Work required
Rescale the records from the line with "line, e.g. [130,640]" up to and including the final line of the records. Write out every line in that span again, multiply each point coordinate listed under a result by 2.35, and round it to a whole number with halves rounded up. Leave all other lines and numbers unchanged.
--- Begin Provided entries ---
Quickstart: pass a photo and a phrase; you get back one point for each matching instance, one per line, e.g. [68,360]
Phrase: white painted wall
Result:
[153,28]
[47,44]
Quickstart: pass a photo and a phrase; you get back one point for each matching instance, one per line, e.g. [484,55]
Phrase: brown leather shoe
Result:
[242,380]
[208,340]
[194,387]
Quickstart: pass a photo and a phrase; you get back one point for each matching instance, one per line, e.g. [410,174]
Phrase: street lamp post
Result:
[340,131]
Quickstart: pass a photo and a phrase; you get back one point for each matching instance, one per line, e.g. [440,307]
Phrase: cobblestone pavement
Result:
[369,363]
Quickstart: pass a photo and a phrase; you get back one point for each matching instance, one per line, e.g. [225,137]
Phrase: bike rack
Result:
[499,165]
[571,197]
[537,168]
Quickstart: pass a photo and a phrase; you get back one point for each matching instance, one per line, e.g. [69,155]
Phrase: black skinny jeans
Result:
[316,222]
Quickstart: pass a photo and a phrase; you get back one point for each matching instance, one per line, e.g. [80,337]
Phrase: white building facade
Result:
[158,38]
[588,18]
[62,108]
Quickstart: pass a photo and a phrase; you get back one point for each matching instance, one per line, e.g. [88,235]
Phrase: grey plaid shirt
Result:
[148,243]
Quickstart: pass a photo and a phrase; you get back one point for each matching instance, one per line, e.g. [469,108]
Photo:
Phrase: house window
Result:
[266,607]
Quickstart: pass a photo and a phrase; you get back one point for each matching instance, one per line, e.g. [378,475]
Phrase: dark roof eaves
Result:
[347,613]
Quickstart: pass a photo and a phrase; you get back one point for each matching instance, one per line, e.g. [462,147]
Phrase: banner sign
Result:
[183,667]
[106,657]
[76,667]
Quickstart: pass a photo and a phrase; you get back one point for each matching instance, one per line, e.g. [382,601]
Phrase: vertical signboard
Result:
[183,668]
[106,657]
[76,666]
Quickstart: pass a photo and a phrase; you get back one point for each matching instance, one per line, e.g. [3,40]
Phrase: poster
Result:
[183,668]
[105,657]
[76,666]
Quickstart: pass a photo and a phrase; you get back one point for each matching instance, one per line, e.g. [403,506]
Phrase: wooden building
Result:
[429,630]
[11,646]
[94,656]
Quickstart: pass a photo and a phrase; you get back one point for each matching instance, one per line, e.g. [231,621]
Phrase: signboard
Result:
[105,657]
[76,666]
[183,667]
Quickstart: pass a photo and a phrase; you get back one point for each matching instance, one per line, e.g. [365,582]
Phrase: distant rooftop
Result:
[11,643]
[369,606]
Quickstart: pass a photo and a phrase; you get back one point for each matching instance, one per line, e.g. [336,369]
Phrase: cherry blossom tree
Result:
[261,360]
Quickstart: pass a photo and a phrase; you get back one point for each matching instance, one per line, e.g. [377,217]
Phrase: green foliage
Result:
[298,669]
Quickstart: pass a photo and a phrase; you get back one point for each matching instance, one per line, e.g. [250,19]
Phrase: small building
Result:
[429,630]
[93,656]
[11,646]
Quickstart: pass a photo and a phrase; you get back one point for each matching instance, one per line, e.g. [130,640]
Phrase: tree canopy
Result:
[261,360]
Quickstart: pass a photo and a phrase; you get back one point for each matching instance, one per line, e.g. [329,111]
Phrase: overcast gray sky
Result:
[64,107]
--- End Provided entries ---
The response
Quickstart: pass a photo and a phrase; you get back one point for each matching instance, one per line, e.g. [130,640]
Phrase: tree canopy
Result:
[613,846]
Quickstart: pass a photo and a phrase; you get back one point for each matching instance, one per line, e.g. [329,111]
Phrase: overcast gray sky
Result:
[150,251]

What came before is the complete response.